### [TEXT PASSAGE]

*** Begin section ***

Mary Parker-Follett was a management consultant before there were people known as management consultants with MBA’s back in the 1920’s / 30’s. She was widely-published, widely-travelled and lectured with reputation and credibility at the time, but fell into oblivion until Peter Drucker cited her as the giant on whose shoulders any decent modern management consultant stands. Cited also by Charles Handy, Tom Peters, Warren Bennis and others. Her speciality was arriving at agreements and actioning decisions where there was complexity and/or conflict. Avoiding characterising problems simplistically as Outcome-A vs Outcome-B, Us vs Them, Subject vs Object, and recognising the true value of seeking integration of common interests, by encouraging positive interaction between participants and reducing the focus on distinct objects, objectives and objections.
Win-win as we’d say these days. An ever more relevant approach as more and more issues get reduced to voting in real-time for or against one or other strong position / opinion. (eg: Julian Assange is a freedom-fighter / hero / criminal and government institutions are immoral / confused / defenders of freedoms. Speak truth, freely to power; fine. Don’t start with the explicit presumption that power is immoral, or you’ll get the response you deserve. Or alternatively see Slavoj Zizek’s “Empty Wheelbarrow” take on the “War on Terrorism”. Do me a favour.) Life’s just complicated enough not to be forced to choose in a false-dichotomy between two unthinkable downsides.
Another of her messages is that integration is never a complete solution or end in itself. “Unity does not exist, only the process of unifying”. Integration is more a verb than an object. And so on.
Anyway, I discovered MPF long after I’d done my management education, and long after I’d started the “What, Why and How do we Know?” epistemic & ethical philosophy trip. I read and posted my summary of her work that effectively summarised her “practical philosophy” in quotes of her own statements of principles, after seeing the Peter Drucker citation, and the fit was obvious.
MPF on Wikipedia,
MPF Foundation Summary,
These days there is also an MPF Network on Ning.
Join-up if she interests you.
(*) Moral Clarity … I’m not suggesting people are generally immoral or incompetent. Far from it. In my experience, young or old, parental or childlike, naive or experienced, objective or subjective, people are 99% morally driven and as intelligent and thoughtful as they can be in the decisions they take. Hacktivists and Presidents alike. It’s simply that the more detached and inter-mediated we are by technology alone, the less sure any of us can be about how much trust we can actually place in the content of our logic; our moral logic.

*** End section ***

### [WHAT TO WORK ON]
Change "MPF" to "Mary Parker-Follett" in the part of the passage on Mary Parker-Follett that begins at the words "Anyway, I discovered" and stops after "Network on Ning.", and give that part again. The items after this can be ignored.

### [LISTED RECORDS]
*** Begin section ***

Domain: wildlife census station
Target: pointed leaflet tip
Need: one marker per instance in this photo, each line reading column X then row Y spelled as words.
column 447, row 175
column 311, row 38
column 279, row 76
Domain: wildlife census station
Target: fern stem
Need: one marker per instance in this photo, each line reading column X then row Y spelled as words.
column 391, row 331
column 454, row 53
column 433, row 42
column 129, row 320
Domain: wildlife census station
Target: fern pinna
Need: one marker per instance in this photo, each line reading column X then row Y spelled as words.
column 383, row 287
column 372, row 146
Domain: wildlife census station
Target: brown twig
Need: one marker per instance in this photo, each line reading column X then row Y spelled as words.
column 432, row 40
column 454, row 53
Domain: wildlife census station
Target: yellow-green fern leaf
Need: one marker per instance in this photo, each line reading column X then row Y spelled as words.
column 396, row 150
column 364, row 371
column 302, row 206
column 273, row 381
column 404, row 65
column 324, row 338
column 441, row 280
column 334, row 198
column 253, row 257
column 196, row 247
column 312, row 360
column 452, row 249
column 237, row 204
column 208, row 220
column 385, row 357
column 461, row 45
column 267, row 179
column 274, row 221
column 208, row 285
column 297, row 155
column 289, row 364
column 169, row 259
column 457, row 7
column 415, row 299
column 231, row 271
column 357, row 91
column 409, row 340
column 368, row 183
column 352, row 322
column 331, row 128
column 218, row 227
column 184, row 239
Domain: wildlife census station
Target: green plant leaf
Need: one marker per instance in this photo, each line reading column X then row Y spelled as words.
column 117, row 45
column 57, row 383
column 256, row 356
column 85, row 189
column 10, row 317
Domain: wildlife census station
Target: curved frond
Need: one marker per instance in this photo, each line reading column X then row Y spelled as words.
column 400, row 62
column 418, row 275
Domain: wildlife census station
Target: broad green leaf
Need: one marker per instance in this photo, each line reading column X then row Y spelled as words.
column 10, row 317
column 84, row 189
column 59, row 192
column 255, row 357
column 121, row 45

*** End section ***

### [OUTPUT FOR THIS EXERCISE]
Anyway, I discovered Mary Parker-Follett long after I’d done my management education, and long after I’d started the “What, Why and How do we Know?” epistemic & ethical philosophy trip. I read and posted my summary of her work that effectively summarised her “practical philosophy” in quotes of her own statements of principles, after seeing the Peter Drucker citation, and the fit was obvious.
Mary Parker-Follett on Wikipedia,
Mary Parker-Follett Foundation Summary,
These days there is also an Mary Parker-Follett Network on Ning.